Items from a dataset

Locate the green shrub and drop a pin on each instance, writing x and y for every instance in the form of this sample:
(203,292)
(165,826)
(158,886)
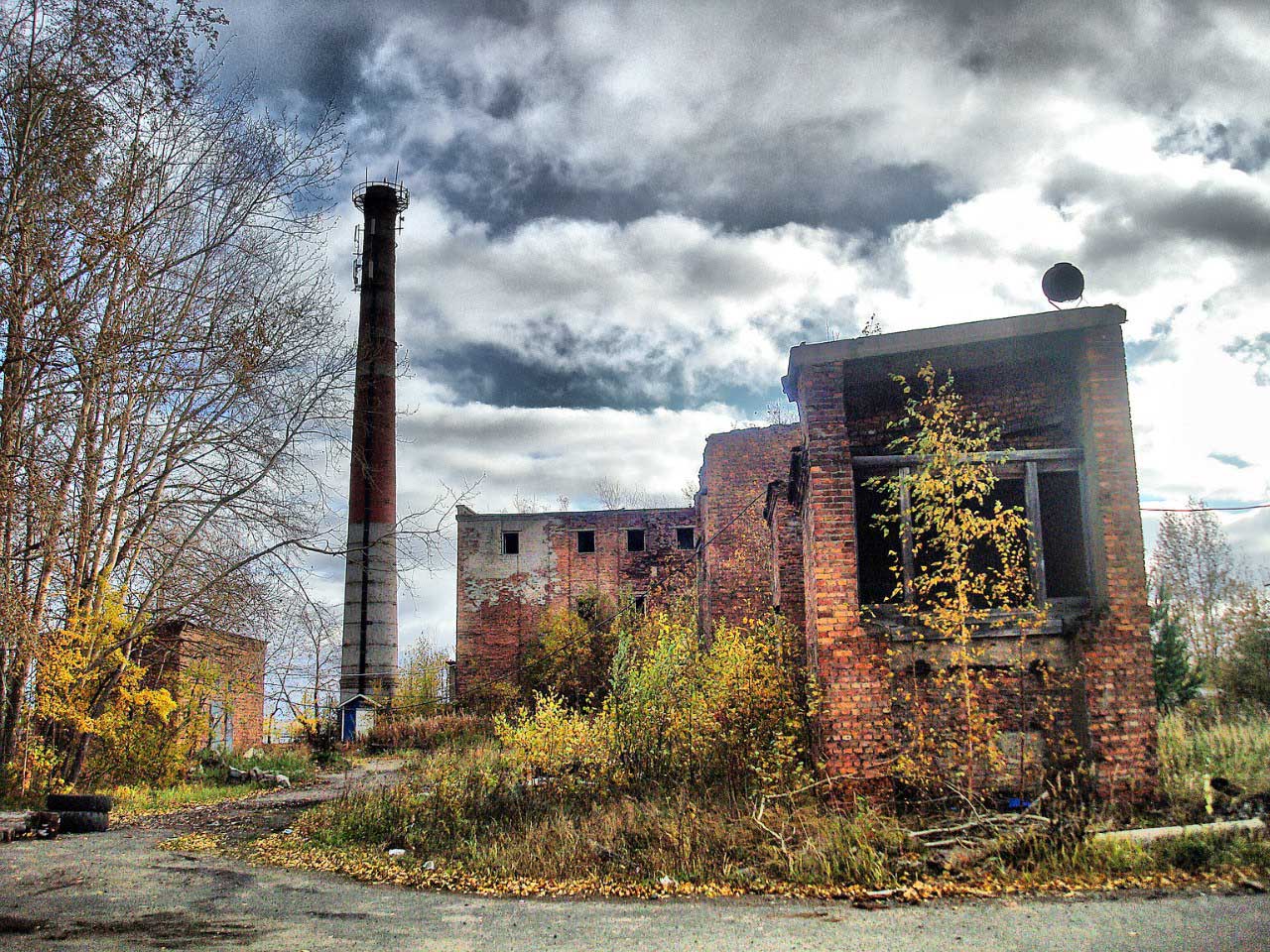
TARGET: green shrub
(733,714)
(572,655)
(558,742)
---
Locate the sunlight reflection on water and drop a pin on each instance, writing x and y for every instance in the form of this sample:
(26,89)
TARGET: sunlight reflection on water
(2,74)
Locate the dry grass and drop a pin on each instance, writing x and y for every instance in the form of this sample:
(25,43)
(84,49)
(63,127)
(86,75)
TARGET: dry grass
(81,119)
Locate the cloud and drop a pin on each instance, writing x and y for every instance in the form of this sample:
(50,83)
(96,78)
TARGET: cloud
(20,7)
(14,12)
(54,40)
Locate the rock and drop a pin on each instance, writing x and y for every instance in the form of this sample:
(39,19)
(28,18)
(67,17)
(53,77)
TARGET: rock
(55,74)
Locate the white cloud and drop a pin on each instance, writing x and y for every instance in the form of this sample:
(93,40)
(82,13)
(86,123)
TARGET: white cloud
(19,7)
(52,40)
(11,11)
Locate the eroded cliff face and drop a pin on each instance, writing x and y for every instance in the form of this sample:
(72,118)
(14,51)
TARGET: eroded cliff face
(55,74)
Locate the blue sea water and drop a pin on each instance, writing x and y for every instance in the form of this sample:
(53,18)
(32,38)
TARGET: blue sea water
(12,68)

- What the task asks -
Please extract each line from the rows above that contains the word "grass".

- Completed exercise -
Locate the dry grass and drop a pin on each instance, writing x and y for every instance in the form of this sample:
TARGET: dry grass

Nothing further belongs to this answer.